§ **STATED EXERCISE**: Reproduce verbatim the portion of the engagement-ring passage starting at "Long story short, we" and ending at "in the marriage.".

§ **PROVIDED PASSAGE**:
** BEGIN **

My husband is not a millionare, but he wasn''t a poor college graduate with loans either.
He grew up seeing his mom and relatives with bigger stones, so I think he roughly visioned something around 2 carats.
Without thinking too much I just thought it was the right size, and yes, very frankly I think I would have questioned and perhaps been disappointed if he decided to all of a sudden be frugal with an e-ring purchase and spent $2000(No significance! Only because it was the price on the other thread) when he had purchsed a $80000 sports car, up front in cash, the year before.


I honestly think the expectation depends on the income, financial status, as well as the type of spender the guy is.


Long story short, we didn''t end up getting an e-ring for many reasons/circumstances.
He invested the money separately set aside for the e-ring until we would actually purchse it, which actually is doing really well and went up 30%. I play around with all different shapes and sizes of sims, and the more I do, the less I feel like I need to purchase an "e-ring." I''m actually leaning towards purchasing a bigger ring for formal dinners/parties and just wearing my pave wedding band normally, which seems plenty sparkly for everyday wear..
 
I think its a question of generosity in some sense---if a guy earns a hundred thousand a year and he spends a few hundred on your ering and then thousands on a sports car (as was mentionned), it could indicate future money problems in the marriage.

** END **

(Records from a point labeling set)
** BEGIN **

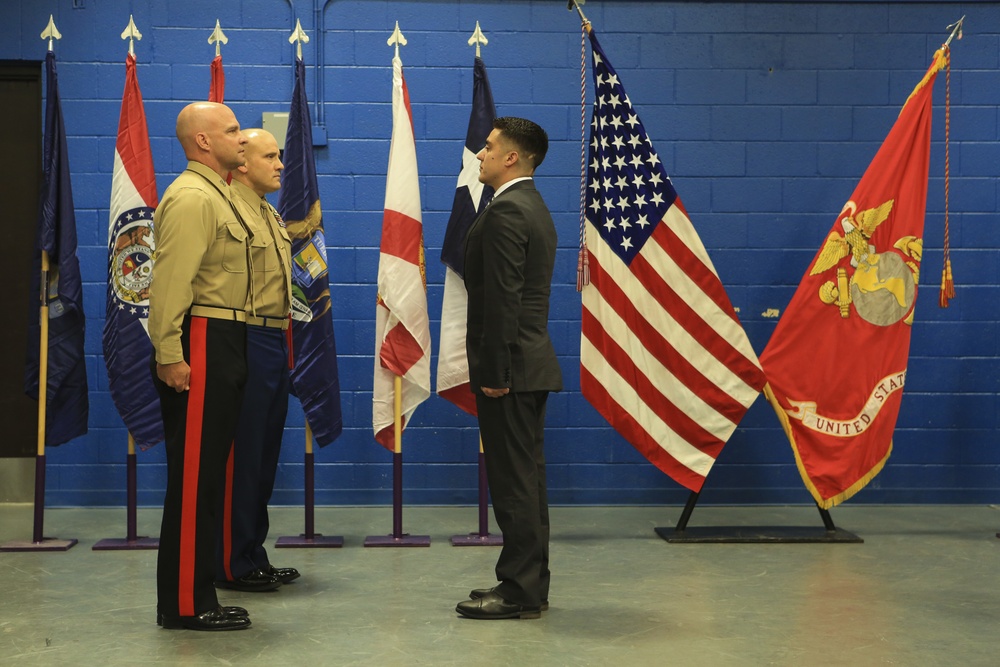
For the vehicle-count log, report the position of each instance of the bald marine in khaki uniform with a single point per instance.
(243, 563)
(199, 291)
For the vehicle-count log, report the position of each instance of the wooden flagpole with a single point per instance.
(38, 542)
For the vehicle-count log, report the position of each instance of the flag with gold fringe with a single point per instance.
(836, 363)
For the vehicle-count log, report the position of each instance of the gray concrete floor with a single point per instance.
(921, 590)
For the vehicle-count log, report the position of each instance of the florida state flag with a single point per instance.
(836, 364)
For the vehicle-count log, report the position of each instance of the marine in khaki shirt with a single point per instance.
(271, 254)
(201, 256)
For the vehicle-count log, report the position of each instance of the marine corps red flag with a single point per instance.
(836, 363)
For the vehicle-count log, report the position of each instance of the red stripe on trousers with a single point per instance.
(192, 465)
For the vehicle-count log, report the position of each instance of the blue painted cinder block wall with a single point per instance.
(765, 115)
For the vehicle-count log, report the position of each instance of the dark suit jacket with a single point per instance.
(509, 254)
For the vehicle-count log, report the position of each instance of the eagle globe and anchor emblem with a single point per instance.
(882, 286)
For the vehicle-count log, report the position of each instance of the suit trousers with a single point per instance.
(512, 429)
(253, 461)
(199, 426)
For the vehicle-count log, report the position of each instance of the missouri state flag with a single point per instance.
(663, 356)
(470, 197)
(836, 363)
(127, 348)
(66, 399)
(402, 329)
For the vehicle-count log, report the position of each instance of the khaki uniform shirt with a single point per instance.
(201, 256)
(271, 253)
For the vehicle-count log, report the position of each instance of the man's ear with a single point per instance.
(201, 140)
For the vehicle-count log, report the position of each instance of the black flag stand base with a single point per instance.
(310, 538)
(132, 540)
(682, 534)
(39, 543)
(483, 537)
(398, 537)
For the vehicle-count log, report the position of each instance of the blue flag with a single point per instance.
(314, 377)
(470, 197)
(67, 403)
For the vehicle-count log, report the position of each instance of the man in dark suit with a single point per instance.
(509, 255)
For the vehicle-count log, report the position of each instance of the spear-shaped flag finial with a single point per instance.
(50, 32)
(478, 38)
(299, 37)
(131, 34)
(218, 38)
(396, 39)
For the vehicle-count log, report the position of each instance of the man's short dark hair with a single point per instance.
(529, 139)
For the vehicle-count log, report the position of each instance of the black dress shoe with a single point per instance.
(235, 612)
(283, 574)
(256, 581)
(213, 620)
(477, 593)
(492, 606)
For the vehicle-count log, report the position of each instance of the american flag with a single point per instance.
(663, 356)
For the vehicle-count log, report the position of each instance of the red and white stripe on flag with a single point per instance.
(663, 357)
(402, 328)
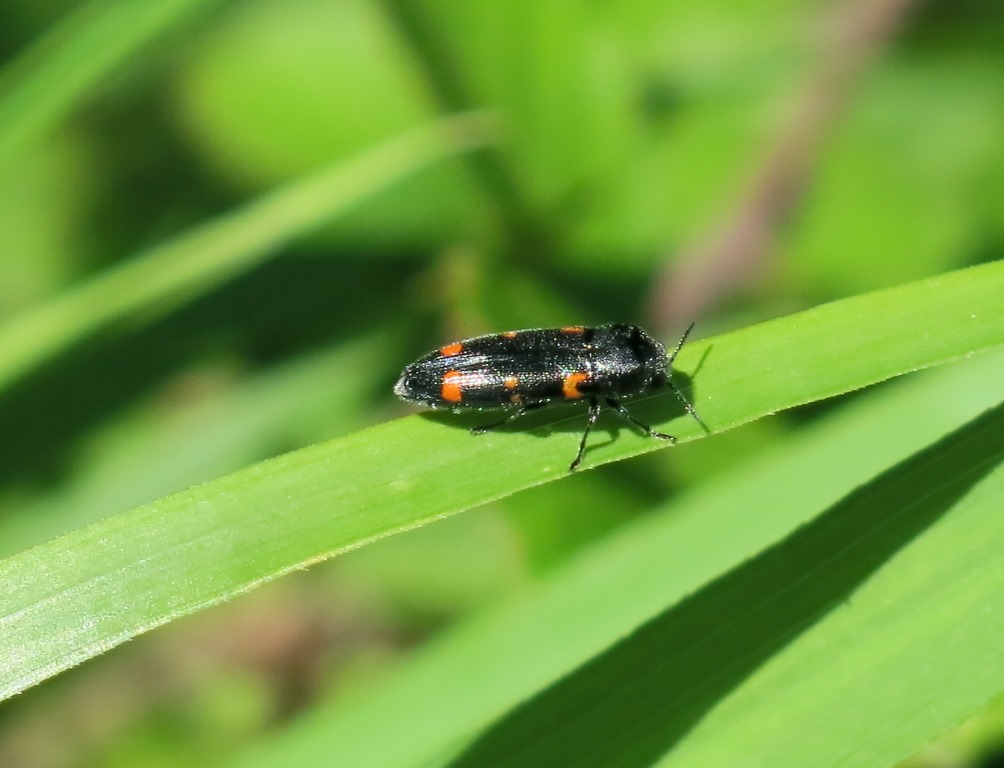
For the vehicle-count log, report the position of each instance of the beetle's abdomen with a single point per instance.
(503, 370)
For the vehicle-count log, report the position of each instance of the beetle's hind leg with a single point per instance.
(644, 427)
(594, 409)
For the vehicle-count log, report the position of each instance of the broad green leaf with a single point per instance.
(199, 260)
(849, 644)
(457, 686)
(81, 594)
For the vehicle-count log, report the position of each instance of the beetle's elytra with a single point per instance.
(519, 370)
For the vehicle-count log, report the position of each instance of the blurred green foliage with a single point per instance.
(630, 133)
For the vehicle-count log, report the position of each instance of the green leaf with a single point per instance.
(849, 644)
(199, 260)
(38, 88)
(644, 570)
(81, 594)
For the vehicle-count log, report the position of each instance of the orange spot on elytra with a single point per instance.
(569, 387)
(450, 391)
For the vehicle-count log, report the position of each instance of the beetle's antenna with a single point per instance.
(689, 408)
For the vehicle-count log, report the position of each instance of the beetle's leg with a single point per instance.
(644, 427)
(594, 408)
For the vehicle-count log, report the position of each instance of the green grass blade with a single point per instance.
(83, 593)
(44, 83)
(608, 591)
(850, 644)
(199, 260)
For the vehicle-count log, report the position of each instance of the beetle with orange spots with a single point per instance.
(519, 370)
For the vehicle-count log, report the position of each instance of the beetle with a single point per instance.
(520, 370)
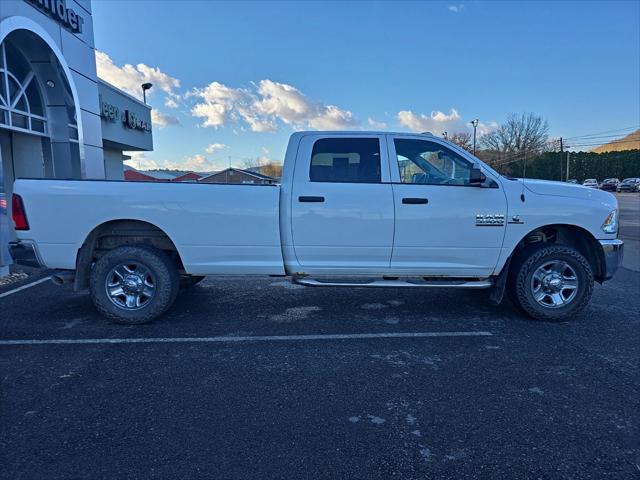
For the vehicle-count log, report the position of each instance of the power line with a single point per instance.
(600, 133)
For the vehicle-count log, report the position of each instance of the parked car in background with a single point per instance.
(629, 185)
(610, 184)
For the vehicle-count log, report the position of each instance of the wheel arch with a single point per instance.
(570, 235)
(114, 233)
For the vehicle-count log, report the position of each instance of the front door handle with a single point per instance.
(415, 201)
(311, 199)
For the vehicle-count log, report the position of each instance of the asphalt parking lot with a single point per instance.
(360, 383)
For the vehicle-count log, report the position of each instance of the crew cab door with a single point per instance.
(438, 230)
(342, 204)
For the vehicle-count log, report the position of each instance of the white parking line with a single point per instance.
(24, 287)
(265, 338)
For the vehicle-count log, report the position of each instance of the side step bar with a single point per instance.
(417, 282)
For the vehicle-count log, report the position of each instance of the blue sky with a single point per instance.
(235, 79)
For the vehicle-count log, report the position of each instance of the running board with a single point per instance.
(409, 282)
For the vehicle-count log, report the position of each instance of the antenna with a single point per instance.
(524, 175)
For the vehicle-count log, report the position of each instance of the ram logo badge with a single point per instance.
(489, 220)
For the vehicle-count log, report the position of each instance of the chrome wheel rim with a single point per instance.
(554, 284)
(130, 286)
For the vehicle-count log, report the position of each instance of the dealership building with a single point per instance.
(57, 118)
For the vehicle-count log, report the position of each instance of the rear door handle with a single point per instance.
(311, 199)
(415, 201)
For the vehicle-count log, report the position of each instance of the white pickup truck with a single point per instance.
(354, 209)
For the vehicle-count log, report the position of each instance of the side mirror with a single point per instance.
(476, 177)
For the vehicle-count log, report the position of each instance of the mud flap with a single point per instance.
(497, 292)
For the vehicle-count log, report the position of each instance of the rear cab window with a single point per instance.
(346, 160)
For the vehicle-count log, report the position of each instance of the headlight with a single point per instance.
(610, 224)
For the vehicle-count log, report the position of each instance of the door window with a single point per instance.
(345, 160)
(430, 163)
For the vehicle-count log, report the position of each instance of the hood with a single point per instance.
(562, 189)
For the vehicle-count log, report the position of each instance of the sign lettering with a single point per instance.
(58, 10)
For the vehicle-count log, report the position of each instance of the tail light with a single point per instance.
(18, 213)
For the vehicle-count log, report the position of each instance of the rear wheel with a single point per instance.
(551, 282)
(133, 284)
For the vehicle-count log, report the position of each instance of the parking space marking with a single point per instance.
(24, 287)
(264, 338)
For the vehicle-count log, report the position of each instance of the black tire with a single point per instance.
(161, 270)
(521, 282)
(188, 281)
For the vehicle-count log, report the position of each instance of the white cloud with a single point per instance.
(197, 163)
(161, 120)
(439, 122)
(436, 123)
(171, 102)
(214, 147)
(129, 77)
(375, 124)
(264, 106)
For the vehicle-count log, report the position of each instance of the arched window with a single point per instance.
(21, 105)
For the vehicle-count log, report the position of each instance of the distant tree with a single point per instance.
(519, 134)
(462, 139)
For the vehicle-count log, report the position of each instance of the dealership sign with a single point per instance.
(128, 118)
(57, 9)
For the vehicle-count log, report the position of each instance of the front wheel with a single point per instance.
(551, 282)
(133, 284)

** END **

§ **WRITTEN REPLY**:
Long story short, we didn''t end up getting an e-ring for many reasons/circumstances.
He invested the money separately set aside for the e-ring until we would actually purchse it, which actually is doing really well and went up 30%. I play around with all different shapes and sizes of sims, and the more I do, the less I feel like I need to purchase an "e-ring." I''m actually leaning towards purchasing a bigger ring for formal dinners/parties and just wearing my pave wedding band normally, which seems plenty sparkly for everyday wear..
 
I think its a question of generosity in some sense---if a guy earns a hundred thousand a year and he spends a few hundred on your ering and then thousands on a sports car (as was mentionned), it could indicate future money problems in the marriage.